- Extracted material:

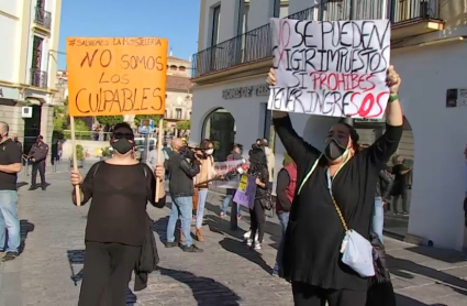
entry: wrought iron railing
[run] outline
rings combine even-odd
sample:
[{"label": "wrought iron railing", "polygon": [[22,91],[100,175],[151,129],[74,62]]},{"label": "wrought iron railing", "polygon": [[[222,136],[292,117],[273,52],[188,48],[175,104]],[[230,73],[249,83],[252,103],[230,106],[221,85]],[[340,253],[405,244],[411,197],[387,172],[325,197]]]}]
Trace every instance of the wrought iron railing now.
[{"label": "wrought iron railing", "polygon": [[31,68],[31,85],[47,88],[47,73],[37,68]]},{"label": "wrought iron railing", "polygon": [[[387,3],[386,15],[382,6]],[[287,17],[294,20],[336,21],[389,19],[393,24],[440,18],[440,0],[323,0],[321,3]],[[265,24],[229,41],[193,54],[192,77],[258,62],[271,56],[270,29]]]},{"label": "wrought iron railing", "polygon": [[37,23],[37,24],[41,24],[42,26],[44,26],[46,29],[51,29],[52,28],[52,13],[45,11],[41,7],[36,7],[35,8],[34,22]]}]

- What you need to do:
Render the listing as a JSON list of strings, one per line and leaving out blank lines, starting at the first line and ending at the line containing "Trace every instance". Omit the pictures.

- Solution to this task:
[
  "entry: wrought iron railing",
  "[run] outline",
  "rings combine even-odd",
  "sample:",
  "[{\"label\": \"wrought iron railing\", \"polygon\": [[22,91],[100,175],[151,129],[74,62]]},{\"label\": \"wrought iron railing\", \"polygon\": [[[222,136],[292,117],[273,52],[188,48],[175,104]],[[230,73],[249,83],[252,103],[230,106],[221,85]],[[340,253],[405,244],[411,197],[387,172],[325,197]]]}]",
  "Trace every instance of the wrought iron railing now."
]